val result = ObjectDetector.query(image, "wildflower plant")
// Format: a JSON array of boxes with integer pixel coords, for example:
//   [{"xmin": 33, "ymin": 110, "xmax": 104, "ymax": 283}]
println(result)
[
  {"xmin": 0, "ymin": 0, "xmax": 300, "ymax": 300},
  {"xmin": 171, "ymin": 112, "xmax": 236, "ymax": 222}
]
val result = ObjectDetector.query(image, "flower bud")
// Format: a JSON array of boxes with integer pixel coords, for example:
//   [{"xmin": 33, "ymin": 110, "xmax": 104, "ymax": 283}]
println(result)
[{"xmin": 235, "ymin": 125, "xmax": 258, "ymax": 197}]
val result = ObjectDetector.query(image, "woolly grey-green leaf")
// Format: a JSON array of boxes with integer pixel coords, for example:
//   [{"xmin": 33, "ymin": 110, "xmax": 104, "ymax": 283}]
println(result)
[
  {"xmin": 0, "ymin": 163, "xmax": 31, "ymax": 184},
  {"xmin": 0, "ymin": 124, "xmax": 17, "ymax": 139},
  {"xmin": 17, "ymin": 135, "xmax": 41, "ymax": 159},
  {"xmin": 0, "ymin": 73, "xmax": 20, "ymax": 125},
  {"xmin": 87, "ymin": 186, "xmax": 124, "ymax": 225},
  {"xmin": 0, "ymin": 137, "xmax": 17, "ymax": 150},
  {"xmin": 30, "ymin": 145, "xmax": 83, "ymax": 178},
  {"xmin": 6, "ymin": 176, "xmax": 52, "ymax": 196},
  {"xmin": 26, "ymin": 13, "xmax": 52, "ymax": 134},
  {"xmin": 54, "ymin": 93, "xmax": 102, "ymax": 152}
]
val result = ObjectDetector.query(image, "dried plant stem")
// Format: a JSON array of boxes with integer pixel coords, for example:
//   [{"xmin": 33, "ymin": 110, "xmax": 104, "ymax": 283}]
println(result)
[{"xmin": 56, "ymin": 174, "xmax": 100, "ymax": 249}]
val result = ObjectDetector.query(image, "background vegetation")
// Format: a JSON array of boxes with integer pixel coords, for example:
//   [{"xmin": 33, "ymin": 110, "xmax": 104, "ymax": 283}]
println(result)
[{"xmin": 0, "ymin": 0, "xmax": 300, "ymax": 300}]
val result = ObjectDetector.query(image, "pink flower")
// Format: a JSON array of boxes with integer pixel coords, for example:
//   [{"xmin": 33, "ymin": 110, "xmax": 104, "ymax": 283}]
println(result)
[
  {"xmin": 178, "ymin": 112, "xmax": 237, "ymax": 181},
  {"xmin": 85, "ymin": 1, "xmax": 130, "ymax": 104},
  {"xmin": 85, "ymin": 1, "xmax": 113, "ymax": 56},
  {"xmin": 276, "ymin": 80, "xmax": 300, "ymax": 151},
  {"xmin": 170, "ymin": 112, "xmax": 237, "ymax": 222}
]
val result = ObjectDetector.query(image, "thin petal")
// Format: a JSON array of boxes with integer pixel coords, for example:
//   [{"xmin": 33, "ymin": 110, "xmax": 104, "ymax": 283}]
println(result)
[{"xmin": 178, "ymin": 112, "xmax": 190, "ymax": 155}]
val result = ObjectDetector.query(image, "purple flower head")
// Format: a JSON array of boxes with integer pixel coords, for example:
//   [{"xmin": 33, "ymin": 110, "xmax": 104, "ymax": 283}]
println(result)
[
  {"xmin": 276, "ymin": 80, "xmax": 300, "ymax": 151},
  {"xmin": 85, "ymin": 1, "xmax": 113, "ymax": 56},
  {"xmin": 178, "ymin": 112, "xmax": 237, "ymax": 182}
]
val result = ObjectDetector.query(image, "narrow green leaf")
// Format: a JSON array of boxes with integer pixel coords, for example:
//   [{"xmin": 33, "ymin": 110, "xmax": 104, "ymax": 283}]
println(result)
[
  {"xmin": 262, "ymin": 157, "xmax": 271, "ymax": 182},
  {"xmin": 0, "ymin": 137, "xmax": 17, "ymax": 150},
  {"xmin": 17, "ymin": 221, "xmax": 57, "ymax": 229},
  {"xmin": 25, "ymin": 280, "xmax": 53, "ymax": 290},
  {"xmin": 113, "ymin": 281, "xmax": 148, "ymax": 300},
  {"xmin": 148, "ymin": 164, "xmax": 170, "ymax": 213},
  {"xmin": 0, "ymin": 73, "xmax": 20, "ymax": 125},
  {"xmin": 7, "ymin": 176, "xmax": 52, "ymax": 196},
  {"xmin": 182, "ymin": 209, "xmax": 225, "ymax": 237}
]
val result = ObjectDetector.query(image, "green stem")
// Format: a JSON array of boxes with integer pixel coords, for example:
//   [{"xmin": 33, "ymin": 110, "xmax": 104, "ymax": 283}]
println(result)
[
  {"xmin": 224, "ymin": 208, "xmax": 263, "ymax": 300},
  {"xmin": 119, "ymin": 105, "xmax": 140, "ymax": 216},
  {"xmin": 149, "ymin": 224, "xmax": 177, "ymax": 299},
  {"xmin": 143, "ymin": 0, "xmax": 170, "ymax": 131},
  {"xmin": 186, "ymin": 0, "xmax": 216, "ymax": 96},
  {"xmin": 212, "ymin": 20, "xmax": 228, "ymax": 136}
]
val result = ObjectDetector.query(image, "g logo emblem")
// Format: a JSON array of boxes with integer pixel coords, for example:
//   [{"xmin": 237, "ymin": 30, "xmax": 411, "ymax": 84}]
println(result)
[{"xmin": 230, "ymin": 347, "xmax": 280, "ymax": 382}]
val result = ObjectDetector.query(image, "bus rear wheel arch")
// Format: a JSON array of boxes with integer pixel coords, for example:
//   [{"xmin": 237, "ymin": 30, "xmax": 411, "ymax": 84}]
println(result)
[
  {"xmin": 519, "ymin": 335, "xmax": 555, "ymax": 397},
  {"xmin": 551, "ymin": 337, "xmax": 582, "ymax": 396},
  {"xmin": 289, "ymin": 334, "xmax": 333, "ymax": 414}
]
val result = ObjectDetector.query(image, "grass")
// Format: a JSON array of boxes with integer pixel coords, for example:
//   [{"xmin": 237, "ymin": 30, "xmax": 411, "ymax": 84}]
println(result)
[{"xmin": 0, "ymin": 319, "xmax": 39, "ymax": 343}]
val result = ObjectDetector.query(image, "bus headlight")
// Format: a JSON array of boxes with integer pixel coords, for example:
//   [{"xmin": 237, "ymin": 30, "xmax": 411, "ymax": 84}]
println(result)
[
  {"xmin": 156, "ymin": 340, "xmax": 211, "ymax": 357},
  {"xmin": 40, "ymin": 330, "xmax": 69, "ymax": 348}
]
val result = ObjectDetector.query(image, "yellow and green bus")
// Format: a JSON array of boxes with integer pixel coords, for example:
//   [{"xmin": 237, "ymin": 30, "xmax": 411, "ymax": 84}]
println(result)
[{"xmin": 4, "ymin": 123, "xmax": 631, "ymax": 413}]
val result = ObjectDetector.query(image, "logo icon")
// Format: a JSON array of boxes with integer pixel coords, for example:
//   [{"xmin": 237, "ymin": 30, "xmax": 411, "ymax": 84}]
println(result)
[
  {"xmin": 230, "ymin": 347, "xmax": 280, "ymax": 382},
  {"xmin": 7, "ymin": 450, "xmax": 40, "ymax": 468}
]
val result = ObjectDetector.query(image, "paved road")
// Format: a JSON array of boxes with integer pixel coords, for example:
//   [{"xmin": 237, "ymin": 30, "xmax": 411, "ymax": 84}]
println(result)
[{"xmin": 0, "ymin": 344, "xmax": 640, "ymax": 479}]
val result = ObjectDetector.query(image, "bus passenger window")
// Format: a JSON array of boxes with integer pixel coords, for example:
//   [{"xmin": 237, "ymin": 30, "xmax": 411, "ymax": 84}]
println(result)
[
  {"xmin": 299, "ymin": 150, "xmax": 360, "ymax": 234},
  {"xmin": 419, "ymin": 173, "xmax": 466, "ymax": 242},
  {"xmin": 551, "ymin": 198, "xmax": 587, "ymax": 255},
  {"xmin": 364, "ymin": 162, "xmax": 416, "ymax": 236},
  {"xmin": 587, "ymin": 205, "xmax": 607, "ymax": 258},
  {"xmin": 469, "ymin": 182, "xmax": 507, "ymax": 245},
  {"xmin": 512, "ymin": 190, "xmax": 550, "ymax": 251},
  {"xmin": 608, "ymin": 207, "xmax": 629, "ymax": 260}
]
****************
#### Task prompt
Count the lines in the entries above that contain the word "logo", and reply with that number alone.

#### Output below
2